PAGE
- - - - - - -
Welcome, one and all, to my second ever OWLS post! If you missed the last one, or you aren’t aware of the groups, OWLS stands for Otaku Warriors for Libery and Self-Respect. Basically, we are a group of otaku bloggers who promotes acceptance of all individuals regardless of race, gender, sexual orientation, religion and disability. We emphasize the importance of respect, kindness, and tolerance to every human being. Each month, we will look at a specific theme. If you want to know more, please do click on the logo in the side bar.
Now, the theme for March is ‘Squad’. But what do we mean by that? Let’s take a look.
Although some people may like to be alone at times, we all have that one special friend or a squad of friends who we kick it and have some good laughs and fun with. However, there are friendships that don’t last a lifetime and usually, they end due to a falling out or a misunderstanding. For this month’s topic, we will be exploring some of the best friendships in anime and pop culture as well as the friendships that ended suddenly. We will talk about what a true friendship means to us, what we learned about ourselves and others through broken friendships, and our definitions of a “good friend.”
So, this will be a bit of a random ramble. You see, as a kid, I watched a lot of kid’s shows. Nothing unusual there, right? As an adult though, I still do, thanks in a big way to my kids. The thing is, it’s not unusual to see some cross-over between the shows. Now, I don’t mean inter-series cameos here – though they are cool – what I mean is themes. There are plenty of shows that show the ‘zero to hero’ journey for example. Kid’s shows also deal with friendship a fair bit, with the general idea being to encourage kids to make friends. And herein lies the topic of today’s piece.
Most shows promote the idea that friends are good, with some even showing the bad guys as shunning friendship or giving the good guys the boost of being compassionate towards the villains and trying to forge links with them. But what happens when someone who isn’t a bad guy simply doesn’t like the protagonist? Well, I can think of two shows that dealt with this very issue. What surprised me is that they both dealt with it in a very different way.
I’m going to start with a show from my past here: Recess. Running from 1997 to 2001, Recess was a Walt Disney produced cartoon that dealt with a group of six elementary school children. These characters were the popular and confident Theodore Jasper “T.J.” Detweiler, athletic Vince LaSalle, tough girl Ashley Spinelli, gentle giant Mikey Blumberg, genius Gretchen Grundler, and shy new kid Gus Griswald. During recess periods, the kids have essentially created a mirror for traditional human society, complete with a class system, and unwritten laws. And so, the adventures begin.
- - - - - - -
PROBLEMS AND TASKS
**1)** According to the OWLS post, during which years did Recess run?
**2)** List the six elementary school children from Recess that the OWLS post names.
**3)** Extend the OWLS post by writing what comes next after its final sentence.

[Collection entries]
- - - - - - -
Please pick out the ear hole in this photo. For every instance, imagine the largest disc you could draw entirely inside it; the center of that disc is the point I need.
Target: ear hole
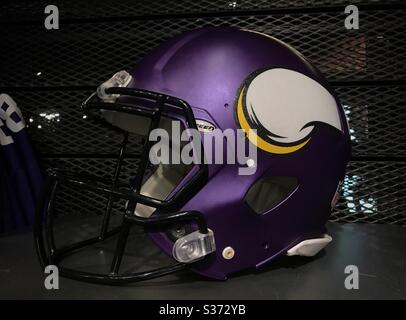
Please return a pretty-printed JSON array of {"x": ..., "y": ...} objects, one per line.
[{"x": 267, "y": 192}]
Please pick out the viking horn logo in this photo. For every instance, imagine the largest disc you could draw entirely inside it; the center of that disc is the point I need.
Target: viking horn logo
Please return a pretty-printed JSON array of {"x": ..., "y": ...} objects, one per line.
[{"x": 284, "y": 106}]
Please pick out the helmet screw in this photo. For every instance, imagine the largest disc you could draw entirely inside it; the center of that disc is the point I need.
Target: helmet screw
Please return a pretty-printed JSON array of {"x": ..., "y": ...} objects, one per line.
[{"x": 228, "y": 253}]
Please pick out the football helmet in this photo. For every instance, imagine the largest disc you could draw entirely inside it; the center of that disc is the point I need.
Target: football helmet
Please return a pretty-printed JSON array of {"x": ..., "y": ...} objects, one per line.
[{"x": 208, "y": 216}]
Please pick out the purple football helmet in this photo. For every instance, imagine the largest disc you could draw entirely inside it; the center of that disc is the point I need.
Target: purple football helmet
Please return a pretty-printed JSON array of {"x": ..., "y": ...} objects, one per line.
[{"x": 208, "y": 217}]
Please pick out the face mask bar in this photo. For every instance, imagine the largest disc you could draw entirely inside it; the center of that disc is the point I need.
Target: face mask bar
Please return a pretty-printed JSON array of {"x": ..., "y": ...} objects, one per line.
[{"x": 44, "y": 227}]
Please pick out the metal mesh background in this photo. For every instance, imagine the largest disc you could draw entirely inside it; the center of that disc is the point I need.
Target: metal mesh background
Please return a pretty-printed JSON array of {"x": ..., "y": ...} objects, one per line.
[{"x": 49, "y": 73}]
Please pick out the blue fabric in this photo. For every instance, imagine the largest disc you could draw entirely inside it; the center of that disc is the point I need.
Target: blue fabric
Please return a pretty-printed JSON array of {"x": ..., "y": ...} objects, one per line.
[{"x": 20, "y": 177}]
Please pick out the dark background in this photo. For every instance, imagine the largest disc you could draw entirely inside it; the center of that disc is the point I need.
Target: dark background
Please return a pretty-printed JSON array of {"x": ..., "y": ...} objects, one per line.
[{"x": 50, "y": 72}]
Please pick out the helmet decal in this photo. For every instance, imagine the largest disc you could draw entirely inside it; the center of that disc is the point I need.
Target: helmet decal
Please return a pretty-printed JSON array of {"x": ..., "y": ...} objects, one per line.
[{"x": 283, "y": 106}]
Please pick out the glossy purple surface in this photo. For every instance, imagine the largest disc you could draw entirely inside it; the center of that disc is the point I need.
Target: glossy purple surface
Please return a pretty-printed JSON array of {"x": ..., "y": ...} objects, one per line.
[{"x": 206, "y": 67}]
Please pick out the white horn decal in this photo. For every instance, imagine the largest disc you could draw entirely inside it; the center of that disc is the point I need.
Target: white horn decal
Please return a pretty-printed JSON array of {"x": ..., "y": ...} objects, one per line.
[{"x": 284, "y": 106}]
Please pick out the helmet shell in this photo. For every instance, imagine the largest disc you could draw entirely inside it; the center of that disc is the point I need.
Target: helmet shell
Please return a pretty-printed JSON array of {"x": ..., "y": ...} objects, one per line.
[{"x": 206, "y": 68}]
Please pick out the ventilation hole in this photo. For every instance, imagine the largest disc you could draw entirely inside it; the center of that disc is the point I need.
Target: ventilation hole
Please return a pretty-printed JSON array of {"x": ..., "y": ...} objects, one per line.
[{"x": 268, "y": 192}]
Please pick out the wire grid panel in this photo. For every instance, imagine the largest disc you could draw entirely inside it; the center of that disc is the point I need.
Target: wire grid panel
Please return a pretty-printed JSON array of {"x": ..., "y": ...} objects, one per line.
[
  {"x": 34, "y": 10},
  {"x": 83, "y": 54},
  {"x": 373, "y": 192}
]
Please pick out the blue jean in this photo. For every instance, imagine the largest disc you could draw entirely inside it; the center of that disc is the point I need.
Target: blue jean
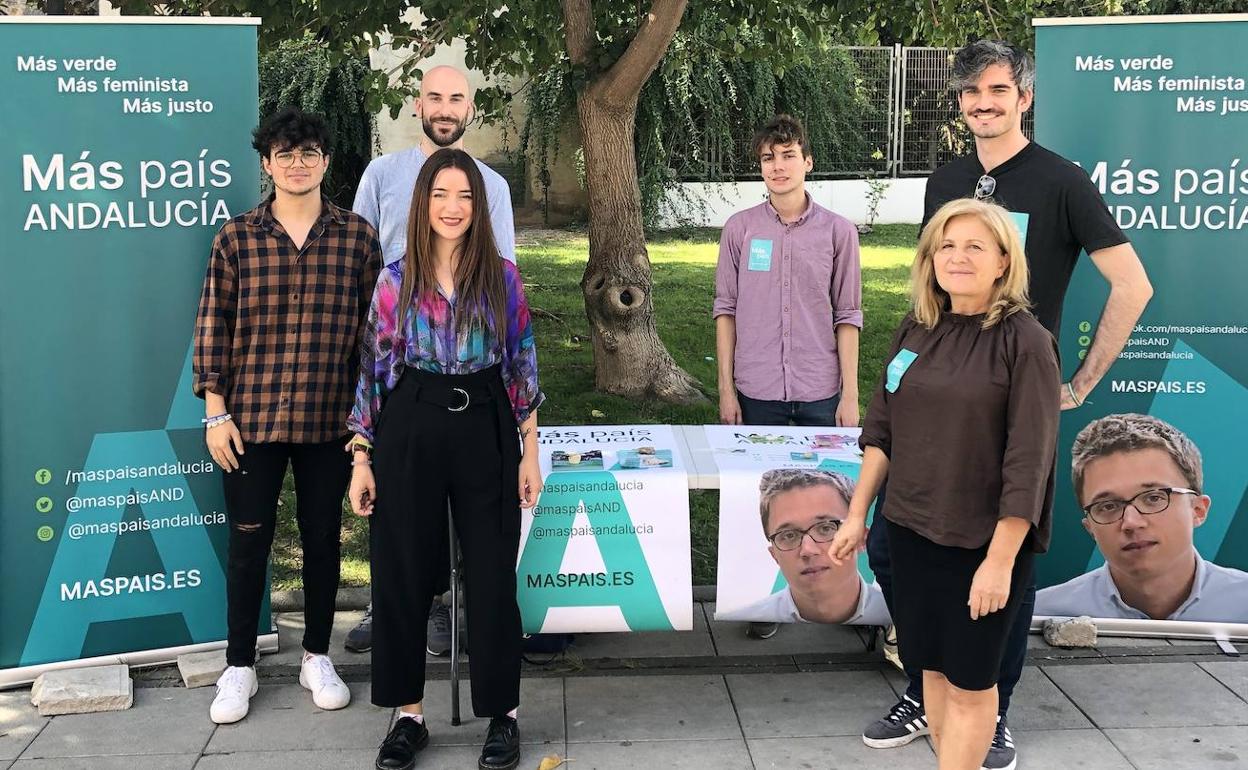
- - - - - - -
EXPECTED ANSWERS
**1)** Recess ran from 1997 to 2001.

**2)** Theodore Jasper "T.J." Detweiler, Vince LaSalle, Ashley Spinelli, Mikey Blumberg, Gretchen Grundler, Gus Griswald

**3)**
Does that all sounds a bit cliché? Looking back at it, it was. In many ways, it follows a popular template though. We had six different kids that covered a mix of races and atypical interests. The set-up of the playground was undoubtedly designed to teach lessons to youngsters about how they’re expected to act in the wider world when their time comes to leave school and become adults too, albeit without delving into deeper moral issues to any great degree. Given that the target audience was around 7 – 12 year olds though, simplifying things in this manner was pretty common for the era, and helped make it all very age appropriate.
So, the episode I’m looking at is Nobody Doesn’t Like T.J. [S04E28]. The idea here is that the ever-popular T.J., beloved by his fellow students, discovers that a kid named Gordy doesn’t like him. While surprised by the revelation, T.J.’s core group of friends do try to help him out with the dilemma by pointing out that it would be impossible for every single person on the planet to like him or anyone else. Despite this, T.J. resides himself to the task of making Gordy like him.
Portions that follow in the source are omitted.